- **Your objective**
Every record below should be printed exactly as given.

• • • • •

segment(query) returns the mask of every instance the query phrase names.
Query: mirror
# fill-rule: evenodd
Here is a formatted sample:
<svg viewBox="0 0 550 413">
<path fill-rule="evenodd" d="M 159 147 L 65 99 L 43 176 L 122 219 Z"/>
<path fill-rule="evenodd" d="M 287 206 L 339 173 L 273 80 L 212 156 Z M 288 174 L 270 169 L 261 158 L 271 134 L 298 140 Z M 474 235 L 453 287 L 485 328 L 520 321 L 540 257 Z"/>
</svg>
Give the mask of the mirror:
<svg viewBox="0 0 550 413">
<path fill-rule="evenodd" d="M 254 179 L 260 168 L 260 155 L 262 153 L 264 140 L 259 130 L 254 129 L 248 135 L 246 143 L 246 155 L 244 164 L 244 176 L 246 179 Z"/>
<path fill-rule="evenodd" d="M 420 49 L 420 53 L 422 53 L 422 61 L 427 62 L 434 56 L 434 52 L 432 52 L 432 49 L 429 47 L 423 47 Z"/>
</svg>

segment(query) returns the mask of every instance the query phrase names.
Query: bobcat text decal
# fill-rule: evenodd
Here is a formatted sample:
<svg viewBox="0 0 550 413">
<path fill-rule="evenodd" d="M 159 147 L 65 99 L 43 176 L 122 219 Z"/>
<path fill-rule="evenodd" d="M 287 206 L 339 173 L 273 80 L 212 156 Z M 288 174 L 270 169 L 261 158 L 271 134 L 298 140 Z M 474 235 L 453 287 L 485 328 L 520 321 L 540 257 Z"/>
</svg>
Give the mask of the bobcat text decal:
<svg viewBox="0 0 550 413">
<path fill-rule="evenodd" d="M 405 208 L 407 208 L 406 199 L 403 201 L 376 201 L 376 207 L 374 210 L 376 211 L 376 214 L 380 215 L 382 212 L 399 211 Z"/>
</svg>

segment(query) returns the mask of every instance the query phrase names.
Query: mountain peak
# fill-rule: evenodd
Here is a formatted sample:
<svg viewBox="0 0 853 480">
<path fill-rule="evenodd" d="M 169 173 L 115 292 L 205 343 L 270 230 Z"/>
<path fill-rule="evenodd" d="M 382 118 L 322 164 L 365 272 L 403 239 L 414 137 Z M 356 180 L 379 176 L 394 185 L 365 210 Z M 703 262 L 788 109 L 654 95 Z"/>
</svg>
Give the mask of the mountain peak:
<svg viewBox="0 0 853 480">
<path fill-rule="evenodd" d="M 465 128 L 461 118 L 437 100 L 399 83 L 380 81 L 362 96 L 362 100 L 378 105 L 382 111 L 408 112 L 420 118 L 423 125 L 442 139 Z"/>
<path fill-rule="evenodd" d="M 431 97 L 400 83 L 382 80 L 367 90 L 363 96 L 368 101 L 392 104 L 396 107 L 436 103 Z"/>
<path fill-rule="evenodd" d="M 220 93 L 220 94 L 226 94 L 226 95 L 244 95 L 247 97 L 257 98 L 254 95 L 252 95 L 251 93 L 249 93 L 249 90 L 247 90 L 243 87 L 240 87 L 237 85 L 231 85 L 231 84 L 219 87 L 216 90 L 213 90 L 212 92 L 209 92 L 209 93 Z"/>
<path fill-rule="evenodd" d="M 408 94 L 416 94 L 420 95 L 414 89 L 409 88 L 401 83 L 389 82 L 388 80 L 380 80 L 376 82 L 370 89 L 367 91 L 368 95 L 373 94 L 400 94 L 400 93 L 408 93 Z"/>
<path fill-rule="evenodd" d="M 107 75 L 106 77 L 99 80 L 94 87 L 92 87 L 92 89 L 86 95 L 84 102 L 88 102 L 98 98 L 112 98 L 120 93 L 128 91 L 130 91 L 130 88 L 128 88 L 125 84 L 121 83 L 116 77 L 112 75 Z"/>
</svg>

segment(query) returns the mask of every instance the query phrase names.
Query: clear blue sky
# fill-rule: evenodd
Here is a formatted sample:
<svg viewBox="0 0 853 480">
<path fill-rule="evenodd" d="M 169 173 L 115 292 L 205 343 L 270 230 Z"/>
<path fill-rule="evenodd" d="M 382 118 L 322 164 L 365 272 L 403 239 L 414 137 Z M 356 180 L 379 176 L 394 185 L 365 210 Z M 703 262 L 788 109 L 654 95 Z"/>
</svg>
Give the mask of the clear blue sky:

• • • • •

- **Exercise result**
segment(query) returns the mask of every instance the query phrase names.
Query: mirror
# fill-rule: evenodd
Here is a formatted sample:
<svg viewBox="0 0 550 413">
<path fill-rule="evenodd" d="M 159 147 L 65 99 L 43 176 L 122 219 Z"/>
<path fill-rule="evenodd" d="M 287 206 L 339 173 L 273 80 L 212 156 Z M 288 174 L 270 169 L 261 158 L 271 134 L 298 140 Z M 474 235 L 453 287 L 485 328 L 520 321 L 540 257 Z"/>
</svg>
Give the mask of the mirror:
<svg viewBox="0 0 550 413">
<path fill-rule="evenodd" d="M 254 179 L 260 168 L 260 155 L 262 153 L 264 140 L 259 130 L 254 129 L 248 135 L 246 143 L 246 155 L 244 164 L 244 176 L 246 179 Z"/>
<path fill-rule="evenodd" d="M 420 49 L 420 53 L 422 53 L 422 61 L 427 62 L 434 56 L 434 52 L 432 52 L 432 49 L 429 47 L 423 47 Z"/>
</svg>

segment(query) returns the mask of every instance the query phrase names.
Query: bobcat text decal
# fill-rule: evenodd
Here is a formatted sample:
<svg viewBox="0 0 550 413">
<path fill-rule="evenodd" d="M 159 147 L 65 99 L 43 176 L 122 219 Z"/>
<path fill-rule="evenodd" d="M 287 206 L 339 173 L 273 80 L 212 156 Z M 288 174 L 270 169 L 261 158 L 271 134 L 298 140 Z M 474 235 L 453 287 L 485 328 L 520 321 L 540 257 Z"/>
</svg>
Give the mask of the bobcat text decal:
<svg viewBox="0 0 550 413">
<path fill-rule="evenodd" d="M 405 208 L 407 208 L 406 199 L 403 201 L 376 201 L 376 207 L 374 210 L 376 211 L 376 214 L 380 215 L 382 212 L 399 211 Z"/>
</svg>

segment(query) returns the mask of every instance the query phrase names.
Query: mountain peak
# fill-rule: evenodd
Here is a formatted sample:
<svg viewBox="0 0 853 480">
<path fill-rule="evenodd" d="M 169 173 L 115 292 L 205 343 L 270 230 Z"/>
<path fill-rule="evenodd" d="M 382 118 L 322 164 L 365 272 L 403 239 L 414 137 Z M 356 180 L 379 176 L 394 185 L 365 210 Z M 703 262 L 788 109 L 654 95 Z"/>
</svg>
Give the mask of the mountain peak:
<svg viewBox="0 0 853 480">
<path fill-rule="evenodd" d="M 465 128 L 461 118 L 437 100 L 399 83 L 380 81 L 362 96 L 362 100 L 378 105 L 382 111 L 408 112 L 420 118 L 423 125 L 442 139 Z"/>
<path fill-rule="evenodd" d="M 431 97 L 400 83 L 382 80 L 367 90 L 363 96 L 368 101 L 392 104 L 396 107 L 436 103 Z"/>
<path fill-rule="evenodd" d="M 220 93 L 220 94 L 226 94 L 226 95 L 244 95 L 247 97 L 257 98 L 254 95 L 252 95 L 251 93 L 249 93 L 249 90 L 247 90 L 243 87 L 240 87 L 237 85 L 231 85 L 231 84 L 219 87 L 216 90 L 213 90 L 212 92 L 209 92 L 209 93 Z"/>
<path fill-rule="evenodd" d="M 408 94 L 416 94 L 420 95 L 414 89 L 409 88 L 401 83 L 389 82 L 388 80 L 380 80 L 376 82 L 370 89 L 367 91 L 368 95 L 373 94 L 400 94 L 400 93 L 408 93 Z"/>
<path fill-rule="evenodd" d="M 107 75 L 106 77 L 99 80 L 94 87 L 92 87 L 92 89 L 86 95 L 84 102 L 88 102 L 98 98 L 112 98 L 120 93 L 128 91 L 130 91 L 130 88 L 128 88 L 125 84 L 121 83 L 116 77 L 112 75 Z"/>
</svg>

segment(query) returns the mask of every instance the query phrase names.
Query: clear blue sky
# fill-rule: evenodd
Here is a formatted sample:
<svg viewBox="0 0 853 480">
<path fill-rule="evenodd" d="M 169 173 L 115 292 L 205 343 L 270 230 Z"/>
<path fill-rule="evenodd" d="M 382 118 L 322 164 L 365 272 L 403 239 L 414 137 Z M 356 180 L 379 176 L 394 185 L 365 210 Z M 703 262 L 788 109 L 654 95 Z"/>
</svg>
Give the mask of the clear blue sky:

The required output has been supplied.